WHAT THIS TASK INVOLVES ▸ Search for the word "stone" in the entries. Each line that holds it should be copied.

[Collected data entries]
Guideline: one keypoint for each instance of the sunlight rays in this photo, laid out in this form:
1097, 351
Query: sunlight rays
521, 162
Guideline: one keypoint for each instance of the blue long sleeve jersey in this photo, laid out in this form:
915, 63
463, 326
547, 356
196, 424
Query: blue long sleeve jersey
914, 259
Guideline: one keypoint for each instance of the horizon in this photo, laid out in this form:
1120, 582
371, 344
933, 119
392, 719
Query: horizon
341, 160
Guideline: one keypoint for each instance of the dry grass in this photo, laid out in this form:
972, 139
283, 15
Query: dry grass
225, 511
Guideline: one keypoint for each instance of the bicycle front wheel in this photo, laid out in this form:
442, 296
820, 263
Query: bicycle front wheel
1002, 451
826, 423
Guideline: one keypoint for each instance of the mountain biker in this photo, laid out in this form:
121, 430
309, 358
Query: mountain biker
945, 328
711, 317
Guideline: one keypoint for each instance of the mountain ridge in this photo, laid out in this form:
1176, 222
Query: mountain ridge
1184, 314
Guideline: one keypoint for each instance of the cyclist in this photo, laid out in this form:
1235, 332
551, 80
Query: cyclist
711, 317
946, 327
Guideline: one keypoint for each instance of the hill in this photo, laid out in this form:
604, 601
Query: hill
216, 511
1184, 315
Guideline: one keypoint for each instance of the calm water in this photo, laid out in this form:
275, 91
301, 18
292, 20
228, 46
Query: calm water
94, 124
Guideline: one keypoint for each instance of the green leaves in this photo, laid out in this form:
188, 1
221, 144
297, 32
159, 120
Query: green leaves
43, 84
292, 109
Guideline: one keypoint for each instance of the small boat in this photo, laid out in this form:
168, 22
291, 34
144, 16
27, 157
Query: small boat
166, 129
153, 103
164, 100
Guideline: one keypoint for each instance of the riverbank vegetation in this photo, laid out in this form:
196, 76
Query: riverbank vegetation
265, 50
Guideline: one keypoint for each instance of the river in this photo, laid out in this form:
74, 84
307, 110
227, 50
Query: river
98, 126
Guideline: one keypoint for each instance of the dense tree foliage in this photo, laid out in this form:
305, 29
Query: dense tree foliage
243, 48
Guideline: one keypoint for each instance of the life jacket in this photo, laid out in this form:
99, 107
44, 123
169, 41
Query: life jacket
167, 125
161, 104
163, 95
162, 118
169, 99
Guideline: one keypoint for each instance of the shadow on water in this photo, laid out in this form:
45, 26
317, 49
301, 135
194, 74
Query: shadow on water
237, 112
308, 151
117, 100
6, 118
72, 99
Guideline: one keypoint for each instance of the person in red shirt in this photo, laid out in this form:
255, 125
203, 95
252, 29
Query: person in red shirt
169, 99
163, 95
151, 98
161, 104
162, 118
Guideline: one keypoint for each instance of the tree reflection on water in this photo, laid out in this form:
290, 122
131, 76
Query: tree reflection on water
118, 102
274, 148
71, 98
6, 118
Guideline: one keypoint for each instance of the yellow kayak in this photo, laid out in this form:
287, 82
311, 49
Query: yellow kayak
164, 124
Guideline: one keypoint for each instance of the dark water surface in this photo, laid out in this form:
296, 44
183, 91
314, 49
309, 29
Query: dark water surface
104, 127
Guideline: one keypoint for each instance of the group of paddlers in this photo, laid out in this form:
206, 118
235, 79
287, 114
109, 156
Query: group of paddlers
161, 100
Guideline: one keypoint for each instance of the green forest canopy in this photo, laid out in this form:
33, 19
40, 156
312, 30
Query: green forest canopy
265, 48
...
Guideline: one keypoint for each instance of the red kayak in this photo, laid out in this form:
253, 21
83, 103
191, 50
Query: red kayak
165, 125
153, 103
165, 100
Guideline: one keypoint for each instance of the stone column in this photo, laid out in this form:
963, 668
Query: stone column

RESULT ▸
Guideline: one keypoint for each instance of the stone column in this photo, laid out in this form:
Query: stone column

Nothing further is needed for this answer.